▶ _What you should do_
Copy out everything from the line containing "Point to the shadow" down to the end of the records, substituting "occurrence" for "instance" and leaving the rest untouched.

--- Data for processing ---

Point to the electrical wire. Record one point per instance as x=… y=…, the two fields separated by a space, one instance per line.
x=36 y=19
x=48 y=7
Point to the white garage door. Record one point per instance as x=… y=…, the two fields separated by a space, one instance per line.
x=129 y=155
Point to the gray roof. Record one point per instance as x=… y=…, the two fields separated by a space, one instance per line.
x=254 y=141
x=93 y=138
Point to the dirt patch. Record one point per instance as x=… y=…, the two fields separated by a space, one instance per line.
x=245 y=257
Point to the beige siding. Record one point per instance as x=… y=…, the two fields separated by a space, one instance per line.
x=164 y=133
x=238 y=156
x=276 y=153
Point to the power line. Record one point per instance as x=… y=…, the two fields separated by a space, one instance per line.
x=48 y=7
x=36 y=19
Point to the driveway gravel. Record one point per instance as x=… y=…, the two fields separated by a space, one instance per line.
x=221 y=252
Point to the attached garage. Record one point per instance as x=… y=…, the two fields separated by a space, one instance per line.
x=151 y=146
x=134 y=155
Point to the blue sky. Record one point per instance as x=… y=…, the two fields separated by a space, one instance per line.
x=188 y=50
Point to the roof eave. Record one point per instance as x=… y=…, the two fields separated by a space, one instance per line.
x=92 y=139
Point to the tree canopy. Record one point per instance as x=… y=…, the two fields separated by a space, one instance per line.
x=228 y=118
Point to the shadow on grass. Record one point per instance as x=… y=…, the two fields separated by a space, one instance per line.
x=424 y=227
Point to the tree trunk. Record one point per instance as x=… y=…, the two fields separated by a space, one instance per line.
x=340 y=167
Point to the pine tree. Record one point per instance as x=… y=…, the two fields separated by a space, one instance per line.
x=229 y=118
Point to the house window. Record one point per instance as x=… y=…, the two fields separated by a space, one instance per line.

---

▶ _Task answer_
Point to the shadow on grass. Record one point per occurrence as x=… y=…, the two fields separated by a space, one occurrence per line.
x=424 y=227
Point to the tree trunk. Record one point per occurrence as x=… y=…, the two fields separated by a space, one occurrence per line.
x=340 y=167
Point to the pine tree. Record one point per occurrence as x=… y=…, the two fields separated by a space, one occurrence per line.
x=229 y=118
Point to the house window. Record one point per occurrence as x=… y=…, the two fields separated by a space, one occurrence per line.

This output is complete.